» Aim of the task: Here you must reproduce each line of the data exactly.

═════ Entries provided

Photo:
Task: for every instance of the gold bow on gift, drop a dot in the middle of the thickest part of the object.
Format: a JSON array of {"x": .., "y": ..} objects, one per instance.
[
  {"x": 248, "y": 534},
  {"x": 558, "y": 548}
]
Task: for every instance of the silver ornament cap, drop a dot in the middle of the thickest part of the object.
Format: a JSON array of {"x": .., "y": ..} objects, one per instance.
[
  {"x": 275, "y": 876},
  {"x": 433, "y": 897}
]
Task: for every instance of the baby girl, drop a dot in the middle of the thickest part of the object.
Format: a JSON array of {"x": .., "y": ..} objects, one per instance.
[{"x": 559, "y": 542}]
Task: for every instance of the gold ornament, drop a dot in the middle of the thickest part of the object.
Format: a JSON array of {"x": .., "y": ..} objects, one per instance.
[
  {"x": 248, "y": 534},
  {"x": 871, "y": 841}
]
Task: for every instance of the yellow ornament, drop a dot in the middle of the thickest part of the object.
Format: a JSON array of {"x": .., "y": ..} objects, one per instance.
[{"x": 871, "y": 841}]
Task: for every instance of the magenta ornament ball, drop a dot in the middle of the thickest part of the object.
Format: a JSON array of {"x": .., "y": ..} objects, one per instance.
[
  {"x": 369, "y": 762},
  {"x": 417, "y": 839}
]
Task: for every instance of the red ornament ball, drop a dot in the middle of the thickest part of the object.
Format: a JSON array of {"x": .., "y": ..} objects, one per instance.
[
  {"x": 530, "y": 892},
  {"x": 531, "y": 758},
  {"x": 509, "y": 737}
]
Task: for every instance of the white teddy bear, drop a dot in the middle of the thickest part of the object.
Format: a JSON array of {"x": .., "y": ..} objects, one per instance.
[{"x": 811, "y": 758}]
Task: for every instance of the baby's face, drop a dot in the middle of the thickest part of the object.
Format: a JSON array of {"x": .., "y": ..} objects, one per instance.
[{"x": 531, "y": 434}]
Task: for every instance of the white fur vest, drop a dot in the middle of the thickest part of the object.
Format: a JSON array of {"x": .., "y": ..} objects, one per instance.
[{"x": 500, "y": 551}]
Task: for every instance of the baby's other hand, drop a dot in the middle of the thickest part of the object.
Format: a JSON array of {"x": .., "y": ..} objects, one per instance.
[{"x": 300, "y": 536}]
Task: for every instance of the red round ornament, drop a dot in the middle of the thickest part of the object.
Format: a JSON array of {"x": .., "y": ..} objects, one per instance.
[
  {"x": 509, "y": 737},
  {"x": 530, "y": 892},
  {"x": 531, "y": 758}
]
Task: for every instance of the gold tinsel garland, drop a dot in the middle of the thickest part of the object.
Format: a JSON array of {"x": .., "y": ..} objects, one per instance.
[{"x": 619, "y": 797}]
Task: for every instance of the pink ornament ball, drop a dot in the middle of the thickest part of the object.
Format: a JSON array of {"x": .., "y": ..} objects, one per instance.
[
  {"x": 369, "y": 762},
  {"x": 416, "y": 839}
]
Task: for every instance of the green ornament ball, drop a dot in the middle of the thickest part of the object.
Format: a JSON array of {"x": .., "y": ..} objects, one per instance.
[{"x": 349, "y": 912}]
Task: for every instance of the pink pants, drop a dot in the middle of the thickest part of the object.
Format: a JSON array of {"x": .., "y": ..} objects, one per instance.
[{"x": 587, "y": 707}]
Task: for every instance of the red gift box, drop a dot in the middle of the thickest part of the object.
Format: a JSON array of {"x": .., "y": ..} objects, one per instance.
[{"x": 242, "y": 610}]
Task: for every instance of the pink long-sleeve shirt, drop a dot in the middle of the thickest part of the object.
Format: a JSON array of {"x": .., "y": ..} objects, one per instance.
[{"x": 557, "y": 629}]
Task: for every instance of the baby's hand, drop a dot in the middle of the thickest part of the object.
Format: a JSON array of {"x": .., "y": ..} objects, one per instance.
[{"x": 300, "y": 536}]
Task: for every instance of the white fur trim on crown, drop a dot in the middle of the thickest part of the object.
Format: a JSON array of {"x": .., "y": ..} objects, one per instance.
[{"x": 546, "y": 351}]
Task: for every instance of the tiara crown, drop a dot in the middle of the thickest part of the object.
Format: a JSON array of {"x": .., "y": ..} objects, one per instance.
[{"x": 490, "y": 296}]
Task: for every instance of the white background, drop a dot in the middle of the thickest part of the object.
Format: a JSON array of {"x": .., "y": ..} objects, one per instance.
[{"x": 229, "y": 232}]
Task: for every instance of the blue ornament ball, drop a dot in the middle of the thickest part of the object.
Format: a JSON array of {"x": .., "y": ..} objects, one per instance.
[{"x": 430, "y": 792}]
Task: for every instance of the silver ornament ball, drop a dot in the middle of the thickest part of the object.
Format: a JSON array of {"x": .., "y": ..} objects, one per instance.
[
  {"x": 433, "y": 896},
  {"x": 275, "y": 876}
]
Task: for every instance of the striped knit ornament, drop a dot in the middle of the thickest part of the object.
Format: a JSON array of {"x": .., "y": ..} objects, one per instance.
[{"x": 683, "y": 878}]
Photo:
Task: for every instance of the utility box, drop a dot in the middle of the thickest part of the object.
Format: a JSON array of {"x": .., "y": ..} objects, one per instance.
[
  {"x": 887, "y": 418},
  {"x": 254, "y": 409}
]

══════════

» Result of this exercise:
Photo:
Task: for every instance of the gold bow on gift, drop a dot in the middle of the thickest part of the object.
Format: a JSON array of {"x": .., "y": ..} objects, one per instance.
[
  {"x": 248, "y": 534},
  {"x": 558, "y": 548}
]
Task: for every instance of the silver ornament cap, drop a dot in the middle of the thickest part of the object.
Format: a JSON array of {"x": .., "y": ..} objects, one per instance.
[
  {"x": 275, "y": 876},
  {"x": 433, "y": 897}
]
Task: for every instance of the baby girl, drop a dot in the middle of the thickest part of the object.
Format: a JSON array of {"x": .., "y": ..} objects, one per instance.
[{"x": 559, "y": 542}]
Task: for every instance of the gold ornament, drop a dot in the middle of the thickest part of the object.
Format: a JSON array of {"x": .., "y": ..} objects, one per instance.
[
  {"x": 248, "y": 534},
  {"x": 871, "y": 841}
]
Task: for every instance of the yellow ornament, drop a dot in the middle of the thickest part of the object.
Format: a JSON array of {"x": .., "y": ..} objects, one per instance.
[{"x": 871, "y": 841}]
Task: for every instance of the magenta ornament ball, drop a dot in the middle of the thickest part of the object.
Format: a JSON array of {"x": .., "y": ..} objects, one per instance.
[
  {"x": 369, "y": 762},
  {"x": 417, "y": 839}
]
Task: for every instance of the red ornament ball, drop a dot in the middle of the thickest part of the object.
Format: a JSON array of {"x": .., "y": ..} objects, one per instance.
[
  {"x": 530, "y": 892},
  {"x": 531, "y": 758},
  {"x": 509, "y": 737}
]
Task: for every instance of the white teddy bear, drop a dot in the middle of the thickest part of the object.
Format: a JSON array of {"x": .., "y": ..} objects, one per instance.
[{"x": 811, "y": 758}]
Task: for every instance of the baby's face, drop a dot in the middle of the thickest part of the object.
Format: a JSON array of {"x": .., "y": ..} objects, one per instance.
[{"x": 531, "y": 434}]
Task: for every instance of the white fur vest, drop a dot in the middle of the thickest part of the object.
Format: a JSON array of {"x": .., "y": ..} objects, one per instance.
[{"x": 500, "y": 551}]
Task: for every instance of the baby's other hand, drop a dot in the middle of the thickest part of the object.
Format: a JSON array of {"x": .., "y": ..} objects, one per instance.
[{"x": 300, "y": 536}]
Task: for every instance of the red round ornament, drop a dot in the middle of the thickest part of the object.
Format: a JSON array of {"x": .., "y": ..} objects, one per instance.
[
  {"x": 509, "y": 737},
  {"x": 530, "y": 892},
  {"x": 531, "y": 758}
]
Task: for every instance of the gold tinsel garland, drop a dot in the middle of the thickest part of the object.
Format: a JSON array of {"x": .., "y": ..} objects, one per instance.
[{"x": 619, "y": 797}]
Task: for every instance of the pink ornament ball, drop a dot in the middle of the thickest part of the object.
Format: a JSON array of {"x": .., "y": ..} objects, one per instance.
[
  {"x": 369, "y": 762},
  {"x": 416, "y": 839}
]
Task: for every instance of the green ornament ball, drop a dot in the middle of the thickest part of the object.
Format: a JSON array of {"x": .., "y": ..} objects, one per instance.
[{"x": 349, "y": 912}]
Task: for every instance of the pink pants, drop a dot in the middle of the thickest part of the object.
Format: a JSON array of {"x": .., "y": ..} objects, one per instance.
[{"x": 587, "y": 707}]
Task: for every instance of the red gift box, drop a dot in the middle of the thickest part of the object.
Format: a JSON array of {"x": .., "y": ..} objects, one per instance.
[{"x": 242, "y": 610}]
Task: for every instance of the pink long-sleeve shirt, drop a dot in the middle of the thickest part of the object.
Format: a JSON array of {"x": .., "y": ..} objects, one per instance.
[{"x": 557, "y": 629}]
Task: for every instance of the baby's hand, drop a dot in the middle of the thickest part of the object.
Format: a JSON array of {"x": .., "y": ..} objects, one per instance.
[{"x": 300, "y": 536}]
Task: for every instance of the white fur trim on crown, drop a dot in the middle of the thickest part of the object.
Format: a JSON array of {"x": .., "y": ..} objects, one per instance.
[{"x": 546, "y": 351}]
Task: for every instance of the tiara crown, drop a dot in the middle of the thickest part of the object.
Format: a JSON array of {"x": .., "y": ..} objects, one per instance.
[{"x": 490, "y": 296}]
Task: for every instance of the white background, drop a dot in the middle of the thickest part of the object.
Format: a JSON array of {"x": .., "y": ..} objects, one per instance.
[{"x": 229, "y": 232}]
Task: for every instance of the blue ornament ball, drop a dot in the middle of the thickest part of the object.
Format: a JSON array of {"x": .., "y": ..} objects, one per instance.
[{"x": 430, "y": 792}]
Task: for every instance of the silver ornament ball, drop a dot in the middle of the thickest part of the object.
Format: a JSON array of {"x": .., "y": ..} objects, one per instance.
[
  {"x": 433, "y": 896},
  {"x": 275, "y": 876}
]
Task: for every instance of the striped knit ornament, drop a dot in the middle of the thickest part of the object.
Format: a JSON array of {"x": .., "y": ..} objects, one per instance.
[{"x": 683, "y": 878}]
Photo:
Task: for every instance of the utility box, drop a dot in the middle of the thickest part of the object.
Format: a JSON array of {"x": .., "y": ..} objects, one per instance.
[
  {"x": 887, "y": 418},
  {"x": 254, "y": 409}
]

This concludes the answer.